» Texte cité
· · · ·
À la suite d’une menace de suppression de postes, il occupe son usine. C’est la nuit. Veste en cuir brun sur le dos, il fait les cent pas en feuilletant les pages jaunies de L’Huma. Il repense à sa première action militante. C’était en 1947, l’année de ses 15 ans. Dans sa tête, ça bout, à l’image de la cafetière qu’il a mis en route et qui fait couler le café. Mais il ne faut pas que Karim s’écarte de son objectif premier : «garder la porte» comme il dit, pendant que ses collègues sont à l’AG.

Il se trouve que le patron de l’usine d’automobiles dans laquelle il travaille veut virer 50 types. Pas question de se laisser faire. Ils ont donc décidé de l’occuper. Et Karim et ses camarades prolos vont se battre avec force, avec foi, pour défendre bec et ongles leurs emplois. «Faut pas qu’ils lâchent, les gars !», répète-t-il d’un ton déterminé.

1947, c’est également l’année où Karim adhère au Parti communiste, où il se passionne pour la course durant cette période de grandes grèves. Encouragé par son collègue Joseph qui l’a présenté à Renzo, l’entraîneur de la FSGT, il finira même 2e de la course juniors du cross de L’Huma, une institution à l’époque. Cinq mille coureurs dans le bois de Vincennes, fallait voir ça ! Ses héros d’alors se nomment Alain Mimoun («Ould Kacha», Français d’Algérie comme lui, mais… gaulliste) et Emil Zátopek («la Locomotive tchèque»).

Seul dans son usine, Karim se désole de la situation du coureur Emil Zátopek, rétrogradé par le régime communiste. «Ils lui font ramasser les poubelles, maintenant», souffle-t-il. Pas que le métier d’éboueur soit dégradant, ça non. Mais c’est vécu comme une punition, un affront pour celui qui a tant donné à la nation (quadruple champion olympique aux Jeux de 1948 et 1952, dont un triplé historique 5 000 m, 10 000 m, marathon aux JO d’Helsinki).

Avec son allure dégingandée, son crâne déplumé, Emil n’était pas beau à voir, mais il courait vite. Et surtout longtemps. Quand vous courez à ses côtés, «le piège, c’est que vous savez jamais s’il court ou s’il se repose. Je vous jure que c’est vrai. Vous savez pas…».

Pour Bob Tahri, Zátopek est à jamais le pionnier

Zátopek, pourtant, a incarné auparavant mieux que quiconque ce grand coureur de l’ex-bloc de l’URSS, du peuple, de l’Internationale, des travailleurs. Un vrai communiste, un forçat de la route, un stakhanoviste acharné, précurseur de l’entraînement en course à pied. Notamment du fractionné, une des clefs de la progression. Figurez-vous que l’Emil était capable de s’enquiller une séance de 100*400 m (réalisés en 1’30 » en moyenne, avec environ un tour en deux minutes pour récupérer) dans la journée ! Oui, vous avez bien lu, messieurs, dames : pas 10, pas 20, pas 30 mais bien 100 répétitions ! Bref, c’était un fou furieux ce mec !
· · · ·
» Données extraites

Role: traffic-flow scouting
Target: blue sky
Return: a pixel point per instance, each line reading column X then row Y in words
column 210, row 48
· · · ·
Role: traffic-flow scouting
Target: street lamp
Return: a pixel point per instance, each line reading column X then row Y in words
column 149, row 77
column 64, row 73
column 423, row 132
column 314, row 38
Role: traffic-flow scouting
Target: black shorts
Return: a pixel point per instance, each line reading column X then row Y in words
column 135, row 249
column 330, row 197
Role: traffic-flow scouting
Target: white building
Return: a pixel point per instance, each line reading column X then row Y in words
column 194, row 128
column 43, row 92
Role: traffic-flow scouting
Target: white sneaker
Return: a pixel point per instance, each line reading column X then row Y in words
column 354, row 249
· · · ·
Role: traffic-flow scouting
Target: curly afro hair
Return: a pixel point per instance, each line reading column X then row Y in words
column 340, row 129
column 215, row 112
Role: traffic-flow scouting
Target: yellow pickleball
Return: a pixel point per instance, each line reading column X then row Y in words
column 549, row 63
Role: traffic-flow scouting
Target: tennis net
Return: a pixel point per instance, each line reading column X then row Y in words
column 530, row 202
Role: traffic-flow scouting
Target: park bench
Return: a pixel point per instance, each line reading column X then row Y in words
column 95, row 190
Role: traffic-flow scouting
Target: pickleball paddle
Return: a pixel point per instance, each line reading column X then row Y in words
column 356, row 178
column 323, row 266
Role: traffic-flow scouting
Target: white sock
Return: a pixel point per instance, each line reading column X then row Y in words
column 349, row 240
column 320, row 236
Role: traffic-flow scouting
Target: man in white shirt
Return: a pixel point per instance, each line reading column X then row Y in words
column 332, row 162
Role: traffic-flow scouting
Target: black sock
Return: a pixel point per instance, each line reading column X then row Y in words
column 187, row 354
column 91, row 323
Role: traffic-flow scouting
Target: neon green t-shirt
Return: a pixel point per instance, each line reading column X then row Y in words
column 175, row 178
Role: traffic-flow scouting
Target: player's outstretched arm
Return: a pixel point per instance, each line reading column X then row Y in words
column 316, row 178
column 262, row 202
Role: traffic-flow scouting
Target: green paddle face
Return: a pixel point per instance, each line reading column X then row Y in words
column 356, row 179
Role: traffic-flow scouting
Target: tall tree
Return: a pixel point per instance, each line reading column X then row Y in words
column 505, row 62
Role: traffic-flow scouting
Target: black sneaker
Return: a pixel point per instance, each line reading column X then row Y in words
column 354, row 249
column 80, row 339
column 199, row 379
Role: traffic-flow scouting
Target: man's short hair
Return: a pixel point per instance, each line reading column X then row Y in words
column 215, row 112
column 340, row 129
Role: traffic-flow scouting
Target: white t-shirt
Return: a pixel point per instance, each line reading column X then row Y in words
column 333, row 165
· · · ·
» Consignes
(1) Dans le texte sur Karim et Emil Zátopek, à quelle place Karim termine-t-il la course juniors du cross de L’Huma ?
(2) Poursuivez le texte sur Karim et Emil Zátopek après sa dernière phrase.

» Réponses
(1) Il finit 2e.

(2)
En compétition, l’Emil ne s’estimait jamais battu. Il était un lâche rien magnifique, comme lorsque ce jour de juillet 1948, aux JO de Londres, où alors qu’il est en 3e position de la finale du 5 000 m il piqua un sprint insensé, monumental. Il remonte Sluijkuis mais vient mourir à un souffle de Reiff. Il gagnait à un mètre près. Le monde entier s’interrogeait. «Qui était ce type ?» Ce type qui «bientôt, allait devenir bien plus qu’un coureur. Bien plus».

La preuve, lors de la discussion qui a suivi la pièce, Bob Tahri (alias le «Kényan blanc»), adjoint à la ville de Metz et ancien champion de demi-fond (notamment médaillé de bronze aux Mondiaux d’athlétisme en 2009 sur 3 000 m steeple), confiera, alors qu’il n’est pourtant pas du genre à collectionner ses récompenses pour un sou, avoir gardé précieusement le beau trophée de sa victoire au meeting d’Ostrava (le fameux Golden Spike) en 2005.

Car celui-ci, à ses yeux, a tout bonnement une saveur particulière : il a été glané de haute lutte dans le pays d’Emil Zátopek, bien plus qu’un coureur. Bien plus que le premier homme à couvrir plus de 20 kilomètres dans l’heure, à descendre sous les 29′ au 10 000 m. Un homme qui, a son époque, a reflété une certaine idée du sport ouvrier. Une légende, un héros des temps modernes, qui, comme l’a écrit joliment Jean Echenoz**, a participé à sa manière à la révolution. Qui se poursuit aujourd’hui. Et qui avance. Lentement mais sûrement. «Demi-seconde par demi-seconde.»

Ismaël Bouchafra-Hennequin

* La scène se déroule précisément en 1972.

** Voir notamment à ce sujet la belle biographie romancée consacrée à Emil Zátopek : Courir, de Jean Echenoz (2008).

Mimoun et Zátopek, de Vincent Farasse (1h15). Avec Ali Esmili. Collectif les Trois Mulets.

Pour en savoir plus :

– L’interview d’Ali Esmili, le comédien de la pièce Mimoun et Zátopek (vidéo)
– Le texte de la pièce Mimoun et Zátopek, écrite par Vincent Farasse, est disponible aux éditions Actes Sud
– Le documentaire La Légende d’Alain Mimoun de Benjamin Rassat (2010, vidéo)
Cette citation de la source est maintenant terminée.